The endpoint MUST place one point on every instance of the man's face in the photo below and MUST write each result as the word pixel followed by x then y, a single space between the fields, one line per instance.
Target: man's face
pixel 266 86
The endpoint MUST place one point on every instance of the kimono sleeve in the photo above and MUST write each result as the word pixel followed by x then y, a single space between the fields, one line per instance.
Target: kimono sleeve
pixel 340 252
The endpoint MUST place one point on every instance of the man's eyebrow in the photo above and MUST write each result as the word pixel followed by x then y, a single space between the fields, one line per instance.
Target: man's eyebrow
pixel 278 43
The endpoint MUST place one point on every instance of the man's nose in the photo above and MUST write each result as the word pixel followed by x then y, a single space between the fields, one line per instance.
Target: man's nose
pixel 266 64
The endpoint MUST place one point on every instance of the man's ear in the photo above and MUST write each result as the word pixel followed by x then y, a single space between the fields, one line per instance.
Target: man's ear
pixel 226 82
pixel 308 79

•••

WHAT YOU ARE ASKED TO DO: Give the part of the listing above that starts at the line containing "the man's nose" and ends at the line containing "pixel 266 64" as a two-column CSV with the columns entry and result. Each item gets one row, with its text and its answer each in a single quoted field and line breaks replaced by spaces.

FINAL RESULT:
entry,result
"The endpoint MUST place one point on every instance of the man's nose in the photo above and MUST write each result as the word pixel followed by x then y, a single space between the fields, one line per instance. Target: man's nose","pixel 266 64"